*** Extracted information

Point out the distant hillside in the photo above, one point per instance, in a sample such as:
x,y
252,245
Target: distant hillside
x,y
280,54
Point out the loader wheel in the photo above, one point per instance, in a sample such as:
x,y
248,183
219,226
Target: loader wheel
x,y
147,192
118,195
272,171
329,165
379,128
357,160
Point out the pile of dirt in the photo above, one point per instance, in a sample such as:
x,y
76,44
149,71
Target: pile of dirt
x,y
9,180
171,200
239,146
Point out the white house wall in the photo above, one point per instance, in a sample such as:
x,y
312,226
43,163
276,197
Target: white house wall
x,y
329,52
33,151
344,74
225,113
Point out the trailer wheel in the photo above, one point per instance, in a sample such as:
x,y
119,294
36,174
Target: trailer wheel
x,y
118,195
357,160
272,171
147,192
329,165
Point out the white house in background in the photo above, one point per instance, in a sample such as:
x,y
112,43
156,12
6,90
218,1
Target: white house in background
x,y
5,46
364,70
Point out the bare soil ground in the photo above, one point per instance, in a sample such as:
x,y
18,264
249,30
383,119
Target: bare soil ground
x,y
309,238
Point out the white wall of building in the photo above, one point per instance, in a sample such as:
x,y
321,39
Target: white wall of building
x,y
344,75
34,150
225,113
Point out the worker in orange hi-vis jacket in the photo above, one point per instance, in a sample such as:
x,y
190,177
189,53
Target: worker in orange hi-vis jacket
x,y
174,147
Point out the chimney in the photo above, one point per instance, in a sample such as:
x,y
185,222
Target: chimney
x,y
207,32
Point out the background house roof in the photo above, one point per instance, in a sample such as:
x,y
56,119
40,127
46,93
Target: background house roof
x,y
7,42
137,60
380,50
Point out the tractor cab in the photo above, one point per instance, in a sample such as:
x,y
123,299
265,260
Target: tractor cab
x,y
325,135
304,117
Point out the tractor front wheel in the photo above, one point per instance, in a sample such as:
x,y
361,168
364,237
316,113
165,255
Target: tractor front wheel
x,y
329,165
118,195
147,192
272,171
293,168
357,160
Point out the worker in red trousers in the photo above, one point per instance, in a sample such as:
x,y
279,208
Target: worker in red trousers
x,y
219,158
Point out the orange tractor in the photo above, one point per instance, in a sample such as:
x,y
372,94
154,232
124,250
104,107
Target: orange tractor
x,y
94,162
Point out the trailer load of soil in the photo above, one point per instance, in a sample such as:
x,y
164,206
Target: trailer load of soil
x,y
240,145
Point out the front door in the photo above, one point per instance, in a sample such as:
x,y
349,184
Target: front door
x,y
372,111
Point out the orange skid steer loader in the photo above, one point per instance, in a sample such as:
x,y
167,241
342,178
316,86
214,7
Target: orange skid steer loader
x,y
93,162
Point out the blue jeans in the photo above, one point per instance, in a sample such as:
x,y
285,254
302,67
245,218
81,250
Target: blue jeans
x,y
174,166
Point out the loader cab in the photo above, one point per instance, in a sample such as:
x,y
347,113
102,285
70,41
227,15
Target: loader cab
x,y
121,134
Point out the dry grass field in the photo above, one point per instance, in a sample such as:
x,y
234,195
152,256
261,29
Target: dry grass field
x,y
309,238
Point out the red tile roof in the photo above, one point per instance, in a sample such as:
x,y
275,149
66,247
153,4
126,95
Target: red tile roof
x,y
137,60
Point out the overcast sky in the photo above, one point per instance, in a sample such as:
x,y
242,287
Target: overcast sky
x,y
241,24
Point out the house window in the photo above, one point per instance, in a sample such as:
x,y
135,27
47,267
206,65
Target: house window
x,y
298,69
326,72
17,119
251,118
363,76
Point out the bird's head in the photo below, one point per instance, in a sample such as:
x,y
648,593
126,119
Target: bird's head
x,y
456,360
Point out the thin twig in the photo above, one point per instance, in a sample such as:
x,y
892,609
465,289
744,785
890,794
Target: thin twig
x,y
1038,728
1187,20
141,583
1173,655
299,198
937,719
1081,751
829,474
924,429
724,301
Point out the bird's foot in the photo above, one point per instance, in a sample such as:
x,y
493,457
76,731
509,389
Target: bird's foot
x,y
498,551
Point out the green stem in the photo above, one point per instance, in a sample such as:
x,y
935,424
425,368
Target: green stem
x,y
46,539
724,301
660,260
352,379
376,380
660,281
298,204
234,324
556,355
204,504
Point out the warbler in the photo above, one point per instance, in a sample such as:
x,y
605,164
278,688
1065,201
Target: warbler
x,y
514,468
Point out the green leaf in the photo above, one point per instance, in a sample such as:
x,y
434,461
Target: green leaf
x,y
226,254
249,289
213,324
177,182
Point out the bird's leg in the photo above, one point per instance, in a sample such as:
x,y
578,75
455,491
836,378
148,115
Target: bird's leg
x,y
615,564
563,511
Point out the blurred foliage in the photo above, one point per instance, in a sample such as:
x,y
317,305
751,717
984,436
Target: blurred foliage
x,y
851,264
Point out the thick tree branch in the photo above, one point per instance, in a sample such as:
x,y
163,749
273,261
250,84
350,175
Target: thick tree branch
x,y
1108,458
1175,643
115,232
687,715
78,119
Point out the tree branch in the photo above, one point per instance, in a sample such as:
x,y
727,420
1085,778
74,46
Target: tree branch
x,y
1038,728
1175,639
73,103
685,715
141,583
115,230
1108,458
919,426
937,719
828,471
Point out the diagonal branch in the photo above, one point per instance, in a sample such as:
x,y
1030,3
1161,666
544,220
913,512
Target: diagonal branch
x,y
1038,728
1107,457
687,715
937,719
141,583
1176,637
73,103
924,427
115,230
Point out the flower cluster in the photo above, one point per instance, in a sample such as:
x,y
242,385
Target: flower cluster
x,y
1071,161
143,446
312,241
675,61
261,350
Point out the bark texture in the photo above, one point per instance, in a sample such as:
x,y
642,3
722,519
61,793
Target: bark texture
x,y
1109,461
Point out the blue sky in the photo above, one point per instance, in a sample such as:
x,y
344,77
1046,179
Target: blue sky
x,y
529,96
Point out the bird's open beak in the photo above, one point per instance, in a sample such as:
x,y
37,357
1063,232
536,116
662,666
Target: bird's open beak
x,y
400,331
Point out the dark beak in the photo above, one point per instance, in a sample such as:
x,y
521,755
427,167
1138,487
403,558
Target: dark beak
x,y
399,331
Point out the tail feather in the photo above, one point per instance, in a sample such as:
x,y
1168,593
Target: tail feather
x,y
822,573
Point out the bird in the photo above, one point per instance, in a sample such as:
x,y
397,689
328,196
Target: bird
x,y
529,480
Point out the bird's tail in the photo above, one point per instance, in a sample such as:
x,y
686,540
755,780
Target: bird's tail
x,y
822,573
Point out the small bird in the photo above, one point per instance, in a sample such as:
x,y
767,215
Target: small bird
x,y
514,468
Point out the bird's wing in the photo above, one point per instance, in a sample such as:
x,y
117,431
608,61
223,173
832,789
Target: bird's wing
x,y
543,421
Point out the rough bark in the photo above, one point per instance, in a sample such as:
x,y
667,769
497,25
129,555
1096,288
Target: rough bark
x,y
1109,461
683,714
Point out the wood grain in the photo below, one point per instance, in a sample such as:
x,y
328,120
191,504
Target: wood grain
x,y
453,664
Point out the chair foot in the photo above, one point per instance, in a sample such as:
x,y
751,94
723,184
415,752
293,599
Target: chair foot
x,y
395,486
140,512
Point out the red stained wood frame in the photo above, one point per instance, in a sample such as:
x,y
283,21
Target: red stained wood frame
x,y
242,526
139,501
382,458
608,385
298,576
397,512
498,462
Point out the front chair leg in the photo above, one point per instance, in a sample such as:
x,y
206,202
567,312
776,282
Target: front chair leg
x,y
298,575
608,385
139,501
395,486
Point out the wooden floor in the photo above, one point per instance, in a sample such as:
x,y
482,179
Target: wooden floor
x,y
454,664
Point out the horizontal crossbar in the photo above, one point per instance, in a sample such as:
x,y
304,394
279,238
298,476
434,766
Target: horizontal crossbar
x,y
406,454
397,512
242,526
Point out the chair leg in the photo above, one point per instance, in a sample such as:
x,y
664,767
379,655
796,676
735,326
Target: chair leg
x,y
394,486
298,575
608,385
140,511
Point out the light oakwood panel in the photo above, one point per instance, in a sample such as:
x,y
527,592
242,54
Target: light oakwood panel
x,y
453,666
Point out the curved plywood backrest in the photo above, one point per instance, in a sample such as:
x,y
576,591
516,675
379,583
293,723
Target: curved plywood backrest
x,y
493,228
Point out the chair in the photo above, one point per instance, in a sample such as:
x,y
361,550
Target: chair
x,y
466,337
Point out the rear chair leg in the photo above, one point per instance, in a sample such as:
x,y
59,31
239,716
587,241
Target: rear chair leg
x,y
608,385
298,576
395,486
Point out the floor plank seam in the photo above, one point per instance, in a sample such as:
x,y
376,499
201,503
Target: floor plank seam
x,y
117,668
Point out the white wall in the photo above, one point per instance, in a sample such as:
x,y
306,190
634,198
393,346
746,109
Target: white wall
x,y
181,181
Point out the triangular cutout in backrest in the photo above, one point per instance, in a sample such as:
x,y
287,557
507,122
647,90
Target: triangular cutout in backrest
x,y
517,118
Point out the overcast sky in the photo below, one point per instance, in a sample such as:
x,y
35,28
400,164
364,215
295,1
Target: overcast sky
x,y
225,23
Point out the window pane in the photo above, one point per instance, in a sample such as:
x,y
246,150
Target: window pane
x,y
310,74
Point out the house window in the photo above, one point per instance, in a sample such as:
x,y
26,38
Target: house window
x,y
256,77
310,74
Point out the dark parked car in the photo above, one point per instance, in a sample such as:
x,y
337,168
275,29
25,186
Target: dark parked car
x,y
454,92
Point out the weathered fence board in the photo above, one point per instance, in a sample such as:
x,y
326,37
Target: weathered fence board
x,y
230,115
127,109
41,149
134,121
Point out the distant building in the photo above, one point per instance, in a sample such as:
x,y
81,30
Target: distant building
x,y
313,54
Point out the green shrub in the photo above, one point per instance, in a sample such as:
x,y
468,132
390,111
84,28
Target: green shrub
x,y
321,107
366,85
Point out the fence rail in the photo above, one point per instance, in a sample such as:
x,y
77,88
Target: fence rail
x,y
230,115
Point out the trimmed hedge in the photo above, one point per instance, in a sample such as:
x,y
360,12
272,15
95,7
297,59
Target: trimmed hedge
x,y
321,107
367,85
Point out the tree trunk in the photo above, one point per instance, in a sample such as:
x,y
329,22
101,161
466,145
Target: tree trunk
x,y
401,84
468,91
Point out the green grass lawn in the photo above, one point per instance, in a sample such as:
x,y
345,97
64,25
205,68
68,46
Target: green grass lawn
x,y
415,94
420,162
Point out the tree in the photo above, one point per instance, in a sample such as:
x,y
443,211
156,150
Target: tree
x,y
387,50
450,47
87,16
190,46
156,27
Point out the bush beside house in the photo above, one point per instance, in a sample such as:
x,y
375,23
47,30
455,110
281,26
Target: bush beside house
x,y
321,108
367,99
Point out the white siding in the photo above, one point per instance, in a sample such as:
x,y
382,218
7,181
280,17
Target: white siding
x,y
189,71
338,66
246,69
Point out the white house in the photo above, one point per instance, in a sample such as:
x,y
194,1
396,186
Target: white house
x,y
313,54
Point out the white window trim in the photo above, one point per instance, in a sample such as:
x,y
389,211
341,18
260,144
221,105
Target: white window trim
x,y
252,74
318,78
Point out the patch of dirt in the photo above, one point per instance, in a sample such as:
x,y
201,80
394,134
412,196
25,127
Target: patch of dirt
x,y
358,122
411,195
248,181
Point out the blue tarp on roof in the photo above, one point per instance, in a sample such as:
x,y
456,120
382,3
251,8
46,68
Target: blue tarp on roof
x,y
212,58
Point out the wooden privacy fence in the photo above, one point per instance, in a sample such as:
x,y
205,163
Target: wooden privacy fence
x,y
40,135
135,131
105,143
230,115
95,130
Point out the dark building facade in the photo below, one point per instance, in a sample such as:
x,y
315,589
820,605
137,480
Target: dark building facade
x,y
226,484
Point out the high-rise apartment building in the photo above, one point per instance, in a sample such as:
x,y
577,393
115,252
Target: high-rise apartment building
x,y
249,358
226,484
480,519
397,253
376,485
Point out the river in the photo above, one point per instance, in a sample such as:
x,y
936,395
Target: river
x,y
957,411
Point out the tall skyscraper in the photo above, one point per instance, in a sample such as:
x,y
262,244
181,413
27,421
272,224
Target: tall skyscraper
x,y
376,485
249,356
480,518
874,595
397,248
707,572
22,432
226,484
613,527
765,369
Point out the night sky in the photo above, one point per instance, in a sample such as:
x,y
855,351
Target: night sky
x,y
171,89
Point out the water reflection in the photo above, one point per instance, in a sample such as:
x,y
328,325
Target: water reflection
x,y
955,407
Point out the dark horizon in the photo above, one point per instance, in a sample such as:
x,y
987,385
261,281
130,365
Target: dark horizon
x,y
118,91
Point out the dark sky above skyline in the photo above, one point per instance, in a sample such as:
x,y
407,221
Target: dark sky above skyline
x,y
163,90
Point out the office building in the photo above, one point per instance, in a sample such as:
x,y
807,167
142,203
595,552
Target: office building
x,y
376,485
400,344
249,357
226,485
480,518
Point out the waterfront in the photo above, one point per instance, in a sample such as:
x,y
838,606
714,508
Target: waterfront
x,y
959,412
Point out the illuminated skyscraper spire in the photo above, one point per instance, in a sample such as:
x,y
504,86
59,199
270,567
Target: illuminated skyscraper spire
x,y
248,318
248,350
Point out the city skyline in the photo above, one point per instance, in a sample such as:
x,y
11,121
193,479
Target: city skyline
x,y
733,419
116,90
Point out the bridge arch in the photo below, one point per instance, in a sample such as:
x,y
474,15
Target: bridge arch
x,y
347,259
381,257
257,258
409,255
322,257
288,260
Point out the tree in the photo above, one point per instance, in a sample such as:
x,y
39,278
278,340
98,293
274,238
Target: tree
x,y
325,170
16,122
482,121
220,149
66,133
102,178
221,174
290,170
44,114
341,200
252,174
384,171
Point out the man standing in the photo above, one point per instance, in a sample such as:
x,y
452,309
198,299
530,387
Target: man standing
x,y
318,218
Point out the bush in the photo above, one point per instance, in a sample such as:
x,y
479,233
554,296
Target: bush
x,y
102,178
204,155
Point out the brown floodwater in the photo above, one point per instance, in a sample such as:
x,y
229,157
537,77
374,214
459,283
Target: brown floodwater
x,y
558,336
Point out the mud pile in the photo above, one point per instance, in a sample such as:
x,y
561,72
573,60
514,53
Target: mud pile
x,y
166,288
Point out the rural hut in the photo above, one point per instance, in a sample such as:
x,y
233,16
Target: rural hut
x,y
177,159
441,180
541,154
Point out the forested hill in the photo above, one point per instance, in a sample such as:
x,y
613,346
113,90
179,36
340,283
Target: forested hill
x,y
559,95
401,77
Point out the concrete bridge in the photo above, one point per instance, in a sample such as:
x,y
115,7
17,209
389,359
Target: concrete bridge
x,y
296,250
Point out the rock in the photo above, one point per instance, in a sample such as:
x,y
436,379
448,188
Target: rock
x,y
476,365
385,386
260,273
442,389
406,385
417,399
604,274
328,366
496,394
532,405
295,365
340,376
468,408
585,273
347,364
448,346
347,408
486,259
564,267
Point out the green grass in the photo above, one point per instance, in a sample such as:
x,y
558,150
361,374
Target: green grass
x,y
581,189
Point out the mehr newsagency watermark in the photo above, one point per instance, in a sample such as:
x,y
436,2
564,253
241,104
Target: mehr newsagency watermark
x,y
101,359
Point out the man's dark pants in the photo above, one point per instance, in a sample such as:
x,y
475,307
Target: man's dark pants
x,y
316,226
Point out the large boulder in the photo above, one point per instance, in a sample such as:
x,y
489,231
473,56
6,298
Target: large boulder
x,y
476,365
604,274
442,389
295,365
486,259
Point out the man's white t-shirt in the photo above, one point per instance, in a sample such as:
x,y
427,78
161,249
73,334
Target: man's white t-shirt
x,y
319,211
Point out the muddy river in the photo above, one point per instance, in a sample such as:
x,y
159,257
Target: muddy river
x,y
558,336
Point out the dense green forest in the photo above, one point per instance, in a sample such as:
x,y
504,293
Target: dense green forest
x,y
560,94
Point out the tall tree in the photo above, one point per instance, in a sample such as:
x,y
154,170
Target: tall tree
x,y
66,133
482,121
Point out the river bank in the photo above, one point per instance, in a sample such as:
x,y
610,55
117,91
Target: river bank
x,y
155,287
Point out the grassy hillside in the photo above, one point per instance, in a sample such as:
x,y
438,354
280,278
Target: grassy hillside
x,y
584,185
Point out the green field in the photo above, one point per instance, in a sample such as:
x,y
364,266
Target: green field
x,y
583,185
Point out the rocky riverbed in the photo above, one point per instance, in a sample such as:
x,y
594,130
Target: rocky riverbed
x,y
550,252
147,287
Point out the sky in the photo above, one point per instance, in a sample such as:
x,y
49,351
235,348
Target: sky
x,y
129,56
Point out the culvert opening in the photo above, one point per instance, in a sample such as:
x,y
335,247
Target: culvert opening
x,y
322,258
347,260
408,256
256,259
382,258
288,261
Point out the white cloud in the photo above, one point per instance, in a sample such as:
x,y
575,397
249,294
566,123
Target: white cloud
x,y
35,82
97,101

******

* **Your task**:
In the records above, find the line with "Target: bird's wing"; write out exactly that line and each one after it, stopping after the line with "Point out the horizontal".

* **Exercise answer**:
Target: bird's wing
x,y
543,421
Point out the rough bark in the photo above, one point per instance, in a sample such as:
x,y
667,769
497,25
129,555
1096,288
Target: rough bark
x,y
1109,461
683,714
Point out the wood grain in the photo below, one point per instance, in a sample such as:
x,y
328,120
191,504
Target: wood grain
x,y
453,664
Point out the chair foot in the photo above, one point per instance, in a sample such as:
x,y
751,94
723,184
415,752
293,599
Target: chair foot
x,y
395,486
140,512
Point out the red stained wood frame in the photo above, one point per instance, in a sample such as:
x,y
283,21
Target: red stained wood frame
x,y
242,526
139,501
382,458
608,385
298,576
397,512
498,462
Point out the front chair leg in the photo above, one point per instance, in a sample such as:
x,y
206,202
567,312
776,282
Target: front chair leg
x,y
298,575
608,385
139,501
395,486
Point out the wooden floor in the photo above, one point per instance, in a sample such as:
x,y
482,179
Target: wooden floor
x,y
454,664
Point out the horizontal crossbar in the photo above, one point per instance, in a sample such as:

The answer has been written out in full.